Search the records for "fixture". Report every line where it occurs.

(Data extracted from a collection)
--

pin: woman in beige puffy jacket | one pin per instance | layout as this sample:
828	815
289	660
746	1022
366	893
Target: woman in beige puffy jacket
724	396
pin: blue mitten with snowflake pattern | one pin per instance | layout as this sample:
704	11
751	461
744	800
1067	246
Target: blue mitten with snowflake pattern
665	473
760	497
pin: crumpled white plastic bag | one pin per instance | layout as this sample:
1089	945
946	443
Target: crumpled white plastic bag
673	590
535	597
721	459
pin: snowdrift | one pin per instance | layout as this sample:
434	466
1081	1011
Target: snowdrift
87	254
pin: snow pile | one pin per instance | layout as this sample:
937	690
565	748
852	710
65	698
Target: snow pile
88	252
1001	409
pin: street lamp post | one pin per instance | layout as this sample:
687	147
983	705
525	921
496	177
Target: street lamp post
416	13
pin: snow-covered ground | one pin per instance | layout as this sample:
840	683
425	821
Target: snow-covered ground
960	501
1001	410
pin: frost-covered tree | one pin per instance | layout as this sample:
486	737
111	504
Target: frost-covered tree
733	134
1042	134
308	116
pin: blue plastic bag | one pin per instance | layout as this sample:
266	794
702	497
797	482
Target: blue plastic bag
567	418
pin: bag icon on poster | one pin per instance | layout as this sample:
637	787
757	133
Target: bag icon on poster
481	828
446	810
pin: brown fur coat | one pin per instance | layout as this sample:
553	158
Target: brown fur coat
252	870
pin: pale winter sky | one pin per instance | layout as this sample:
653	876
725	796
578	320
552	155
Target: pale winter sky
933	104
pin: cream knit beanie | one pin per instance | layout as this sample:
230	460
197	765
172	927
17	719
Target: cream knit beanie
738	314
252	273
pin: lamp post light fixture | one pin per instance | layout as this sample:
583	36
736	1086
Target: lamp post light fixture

--

**Answer to this exercise**.
pin: lamp post light fixture | one pin per instance | layout as this sample:
Target: lamp post light fixture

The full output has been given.